OBJECTIVE = Take the lines in the records from the line with "Target: woman's left hand" up to and including the line with "x=622 y=156". Write out only those lines again, switching "evergreen" to "conifer" and leaving everything else unchanged.

RECORDS =
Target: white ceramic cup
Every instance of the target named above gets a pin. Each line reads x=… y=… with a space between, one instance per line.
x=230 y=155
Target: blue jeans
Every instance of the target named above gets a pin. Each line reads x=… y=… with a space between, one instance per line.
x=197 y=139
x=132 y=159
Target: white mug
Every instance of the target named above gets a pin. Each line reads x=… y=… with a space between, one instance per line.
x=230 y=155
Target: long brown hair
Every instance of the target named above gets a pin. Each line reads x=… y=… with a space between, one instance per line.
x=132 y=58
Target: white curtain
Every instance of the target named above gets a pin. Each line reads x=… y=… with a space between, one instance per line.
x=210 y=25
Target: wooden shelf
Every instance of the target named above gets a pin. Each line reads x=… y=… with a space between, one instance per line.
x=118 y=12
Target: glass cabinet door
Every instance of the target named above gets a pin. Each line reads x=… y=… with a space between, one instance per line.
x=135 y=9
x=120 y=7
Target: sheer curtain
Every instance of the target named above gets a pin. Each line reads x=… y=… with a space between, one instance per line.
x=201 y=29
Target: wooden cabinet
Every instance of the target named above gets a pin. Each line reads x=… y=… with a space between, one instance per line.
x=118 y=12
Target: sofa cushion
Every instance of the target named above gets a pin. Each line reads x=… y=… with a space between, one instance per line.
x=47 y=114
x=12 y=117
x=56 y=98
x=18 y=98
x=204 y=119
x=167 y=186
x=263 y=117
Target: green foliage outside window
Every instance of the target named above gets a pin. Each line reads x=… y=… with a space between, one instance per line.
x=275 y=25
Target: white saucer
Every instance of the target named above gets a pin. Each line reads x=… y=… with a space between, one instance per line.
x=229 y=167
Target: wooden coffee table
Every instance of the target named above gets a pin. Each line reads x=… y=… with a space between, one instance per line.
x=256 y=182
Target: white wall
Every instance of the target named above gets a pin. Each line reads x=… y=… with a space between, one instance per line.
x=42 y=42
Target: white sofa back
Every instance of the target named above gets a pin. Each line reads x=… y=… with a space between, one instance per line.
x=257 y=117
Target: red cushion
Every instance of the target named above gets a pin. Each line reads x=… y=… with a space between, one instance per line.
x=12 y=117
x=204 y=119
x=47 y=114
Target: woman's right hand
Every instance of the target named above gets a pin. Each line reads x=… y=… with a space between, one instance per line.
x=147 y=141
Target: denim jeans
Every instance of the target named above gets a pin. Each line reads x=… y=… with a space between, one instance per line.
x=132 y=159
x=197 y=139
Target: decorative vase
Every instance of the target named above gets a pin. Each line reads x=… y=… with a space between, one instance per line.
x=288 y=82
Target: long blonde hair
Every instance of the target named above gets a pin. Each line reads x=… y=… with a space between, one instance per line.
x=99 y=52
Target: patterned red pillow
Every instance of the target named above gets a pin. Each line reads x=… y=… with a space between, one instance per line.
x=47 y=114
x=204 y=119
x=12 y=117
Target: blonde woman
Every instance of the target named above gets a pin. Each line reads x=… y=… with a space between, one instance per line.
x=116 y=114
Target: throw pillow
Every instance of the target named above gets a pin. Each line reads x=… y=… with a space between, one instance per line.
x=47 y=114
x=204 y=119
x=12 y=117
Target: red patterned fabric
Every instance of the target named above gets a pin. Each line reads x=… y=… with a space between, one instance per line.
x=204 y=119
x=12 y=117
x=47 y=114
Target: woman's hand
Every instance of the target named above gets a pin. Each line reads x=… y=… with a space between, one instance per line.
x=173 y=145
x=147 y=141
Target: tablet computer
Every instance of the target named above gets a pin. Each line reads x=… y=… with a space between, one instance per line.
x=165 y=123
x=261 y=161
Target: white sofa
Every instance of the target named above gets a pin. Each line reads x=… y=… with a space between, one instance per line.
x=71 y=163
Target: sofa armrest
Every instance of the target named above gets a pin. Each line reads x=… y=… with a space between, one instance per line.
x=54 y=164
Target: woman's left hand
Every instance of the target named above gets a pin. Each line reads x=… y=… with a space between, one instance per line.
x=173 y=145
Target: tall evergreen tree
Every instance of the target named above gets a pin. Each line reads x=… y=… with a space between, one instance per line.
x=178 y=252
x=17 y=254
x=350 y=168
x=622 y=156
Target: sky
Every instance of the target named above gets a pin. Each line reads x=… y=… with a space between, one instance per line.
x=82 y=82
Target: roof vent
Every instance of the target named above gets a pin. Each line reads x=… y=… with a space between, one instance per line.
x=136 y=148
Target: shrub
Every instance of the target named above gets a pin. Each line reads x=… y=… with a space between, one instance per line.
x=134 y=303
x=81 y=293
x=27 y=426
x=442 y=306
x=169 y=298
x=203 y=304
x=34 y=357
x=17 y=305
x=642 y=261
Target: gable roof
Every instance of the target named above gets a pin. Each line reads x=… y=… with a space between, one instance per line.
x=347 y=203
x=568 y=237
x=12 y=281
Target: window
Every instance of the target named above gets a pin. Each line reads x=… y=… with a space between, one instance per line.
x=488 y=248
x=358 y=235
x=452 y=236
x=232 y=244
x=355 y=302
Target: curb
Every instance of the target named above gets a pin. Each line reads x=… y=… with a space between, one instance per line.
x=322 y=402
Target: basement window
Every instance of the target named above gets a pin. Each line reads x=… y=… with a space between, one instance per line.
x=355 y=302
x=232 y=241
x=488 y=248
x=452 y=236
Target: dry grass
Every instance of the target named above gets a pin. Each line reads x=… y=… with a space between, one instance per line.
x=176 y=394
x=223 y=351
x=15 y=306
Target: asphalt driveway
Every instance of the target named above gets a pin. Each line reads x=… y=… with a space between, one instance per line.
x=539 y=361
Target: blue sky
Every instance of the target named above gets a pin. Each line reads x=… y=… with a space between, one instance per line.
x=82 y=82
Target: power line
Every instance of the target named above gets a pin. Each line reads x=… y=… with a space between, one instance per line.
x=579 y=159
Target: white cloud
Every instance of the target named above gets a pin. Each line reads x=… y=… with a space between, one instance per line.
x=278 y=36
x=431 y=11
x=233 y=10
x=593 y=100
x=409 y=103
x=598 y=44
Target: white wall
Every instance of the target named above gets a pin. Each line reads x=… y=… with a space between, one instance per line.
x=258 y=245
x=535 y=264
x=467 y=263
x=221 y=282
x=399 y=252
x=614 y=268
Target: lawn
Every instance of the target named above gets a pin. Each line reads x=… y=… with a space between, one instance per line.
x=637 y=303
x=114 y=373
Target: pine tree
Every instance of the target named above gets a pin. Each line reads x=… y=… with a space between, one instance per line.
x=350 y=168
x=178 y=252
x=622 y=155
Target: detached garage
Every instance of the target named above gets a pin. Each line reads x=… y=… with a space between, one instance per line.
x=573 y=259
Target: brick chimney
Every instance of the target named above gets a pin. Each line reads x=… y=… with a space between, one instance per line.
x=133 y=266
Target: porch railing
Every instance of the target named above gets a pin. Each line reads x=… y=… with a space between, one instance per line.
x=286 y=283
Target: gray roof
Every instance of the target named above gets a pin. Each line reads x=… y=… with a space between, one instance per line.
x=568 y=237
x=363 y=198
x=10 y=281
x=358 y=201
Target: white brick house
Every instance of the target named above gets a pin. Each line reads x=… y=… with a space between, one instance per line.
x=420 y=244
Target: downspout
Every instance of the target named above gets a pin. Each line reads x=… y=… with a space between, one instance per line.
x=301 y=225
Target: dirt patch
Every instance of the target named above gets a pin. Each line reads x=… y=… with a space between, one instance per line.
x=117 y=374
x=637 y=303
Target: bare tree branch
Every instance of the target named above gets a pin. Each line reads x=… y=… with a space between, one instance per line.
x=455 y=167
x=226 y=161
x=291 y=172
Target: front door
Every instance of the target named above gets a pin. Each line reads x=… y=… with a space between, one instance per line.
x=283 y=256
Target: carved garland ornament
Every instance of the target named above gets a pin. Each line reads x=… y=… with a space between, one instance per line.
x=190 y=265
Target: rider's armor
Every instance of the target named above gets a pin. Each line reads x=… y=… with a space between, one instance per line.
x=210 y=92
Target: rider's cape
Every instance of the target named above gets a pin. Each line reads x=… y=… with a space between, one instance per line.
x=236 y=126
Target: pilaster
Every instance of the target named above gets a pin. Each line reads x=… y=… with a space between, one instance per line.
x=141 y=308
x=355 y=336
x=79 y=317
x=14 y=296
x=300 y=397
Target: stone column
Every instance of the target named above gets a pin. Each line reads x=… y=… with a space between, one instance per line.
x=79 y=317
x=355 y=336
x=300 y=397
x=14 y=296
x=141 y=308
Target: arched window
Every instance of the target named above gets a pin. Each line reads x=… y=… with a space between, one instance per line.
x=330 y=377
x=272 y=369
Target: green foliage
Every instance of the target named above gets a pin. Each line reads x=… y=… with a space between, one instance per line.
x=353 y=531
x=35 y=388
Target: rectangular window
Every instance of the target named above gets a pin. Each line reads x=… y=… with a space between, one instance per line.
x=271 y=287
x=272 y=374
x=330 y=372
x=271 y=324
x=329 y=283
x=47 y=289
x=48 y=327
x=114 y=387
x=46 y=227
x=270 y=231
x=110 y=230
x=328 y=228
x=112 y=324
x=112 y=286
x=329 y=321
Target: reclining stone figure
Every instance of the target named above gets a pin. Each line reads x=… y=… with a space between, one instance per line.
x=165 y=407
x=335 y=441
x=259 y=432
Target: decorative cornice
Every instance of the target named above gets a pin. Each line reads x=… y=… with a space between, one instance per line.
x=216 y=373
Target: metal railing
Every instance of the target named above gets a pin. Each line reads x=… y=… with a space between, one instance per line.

COMPLETE RESPONSE =
Target: woman's left hand
Every instance of the target named above gets a pin. Each line reads x=… y=… with a space between, one instance per line.
x=173 y=145
Target: tall conifer tree
Every instance of the target named above gets a pin. Each line reads x=… y=… with a space between, one instance per line.
x=178 y=252
x=17 y=254
x=350 y=168
x=622 y=156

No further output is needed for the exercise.